## Short exercise A
Extract every line of the records that contains the string "shadowed", matching case exactly.

## Page
——————

Since the learning rate in the model on the right is so high, each individual learner can have a high impact on the model, and since the learners are sequential, each model impacts the next and has an unequal influence on the overall model. Therefore, having a high learning rate can cause a few variables that have an outsize influence on a few learners to have an outsize influence on the entire model. The model on the left, with the lower learning rate, decreases how much any one learner can impact the overall model, leading to the less steep variable importance profile.

Additionally, the high bagging fraction in the model on the right decreases variability because each learner gets trained on almost the entire data set. The lower bagging fraction in the model on the left introduces diversity which can lead to a variety of learners that emphasize different variables to different extents, again leading to the less steep variable importance profile.

(b)

Which model do you think would be more predictive of other samples?

I think the model on the left with both parameters set to 0.1 would be more predictive of other samples because the model on the right has a high risk of overfitting with the high learning rate.

(c)

How would increasing interaction depth affect the slope of predictor importance for either model in Fig. 8.24?

Increasing interaction depth would also each tree to have more splits. For either model, this would increase complexity and allow more variables to have a greater impact on the model. Therefore, increasing interaction depth would decrease the slope of predictor importance and lead to a less steep variable importance profile for either model.

——————

## Material for this exercise
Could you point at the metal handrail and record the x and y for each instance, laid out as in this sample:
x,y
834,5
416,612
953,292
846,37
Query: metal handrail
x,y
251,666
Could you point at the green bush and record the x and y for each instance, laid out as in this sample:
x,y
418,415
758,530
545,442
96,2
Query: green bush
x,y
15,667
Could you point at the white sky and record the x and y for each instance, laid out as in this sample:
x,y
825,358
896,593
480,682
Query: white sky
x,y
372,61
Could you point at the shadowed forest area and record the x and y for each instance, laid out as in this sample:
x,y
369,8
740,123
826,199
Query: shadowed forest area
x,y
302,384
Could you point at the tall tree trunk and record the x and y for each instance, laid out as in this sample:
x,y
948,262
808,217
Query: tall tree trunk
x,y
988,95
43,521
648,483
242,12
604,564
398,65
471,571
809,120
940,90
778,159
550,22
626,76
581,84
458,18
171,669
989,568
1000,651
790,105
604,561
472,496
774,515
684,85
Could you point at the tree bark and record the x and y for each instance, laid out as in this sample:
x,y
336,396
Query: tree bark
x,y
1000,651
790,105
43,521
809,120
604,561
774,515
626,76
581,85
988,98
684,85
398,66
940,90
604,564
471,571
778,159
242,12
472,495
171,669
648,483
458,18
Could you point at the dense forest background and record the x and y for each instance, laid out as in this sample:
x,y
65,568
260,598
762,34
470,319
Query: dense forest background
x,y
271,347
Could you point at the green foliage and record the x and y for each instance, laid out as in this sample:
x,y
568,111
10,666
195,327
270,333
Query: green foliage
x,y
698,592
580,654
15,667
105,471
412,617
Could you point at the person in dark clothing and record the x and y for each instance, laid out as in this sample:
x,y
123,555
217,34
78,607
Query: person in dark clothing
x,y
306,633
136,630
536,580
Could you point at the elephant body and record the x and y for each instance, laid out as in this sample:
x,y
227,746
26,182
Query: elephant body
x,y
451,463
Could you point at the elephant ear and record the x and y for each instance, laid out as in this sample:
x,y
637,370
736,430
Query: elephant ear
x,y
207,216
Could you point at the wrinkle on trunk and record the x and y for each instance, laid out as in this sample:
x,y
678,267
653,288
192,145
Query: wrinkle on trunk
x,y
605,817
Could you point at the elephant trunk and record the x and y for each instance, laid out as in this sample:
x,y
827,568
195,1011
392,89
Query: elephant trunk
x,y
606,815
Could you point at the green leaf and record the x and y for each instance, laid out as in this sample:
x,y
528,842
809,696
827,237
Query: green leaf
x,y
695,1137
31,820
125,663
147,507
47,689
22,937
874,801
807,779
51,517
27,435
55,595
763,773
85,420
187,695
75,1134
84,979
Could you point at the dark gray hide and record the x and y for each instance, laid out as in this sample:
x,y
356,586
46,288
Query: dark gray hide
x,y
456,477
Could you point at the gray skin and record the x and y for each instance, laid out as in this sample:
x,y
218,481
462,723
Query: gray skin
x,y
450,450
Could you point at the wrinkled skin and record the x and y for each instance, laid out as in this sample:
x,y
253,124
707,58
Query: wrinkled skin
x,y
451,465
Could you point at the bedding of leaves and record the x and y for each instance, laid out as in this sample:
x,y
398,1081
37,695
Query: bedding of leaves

——————

## Short exercise B
From the passage on learning rate and variable importance, write out the portion from "Which model do" to "for either model.", copying it word for word.

## Complete output A
Could you point at the shadowed forest area and record the x and y for each instance, laid out as in this sample:
Query: shadowed forest area

## Complete output B
Which model do you think would be more predictive of other samples?

I think the model on the left with both parameters set to 0.1 would be more predictive of other samples because the model on the right has a high risk of overfitting with the high learning rate.

(c)

How would increasing interaction depth affect the slope of predictor importance for either model in Fig. 8.24?

Increasing interaction depth would also each tree to have more splits. For either model, this would increase complexity and allow more variables to have a greater impact on the model. Therefore, increasing interaction depth would decrease the slope of predictor importance and lead to a less steep variable importance profile for either model.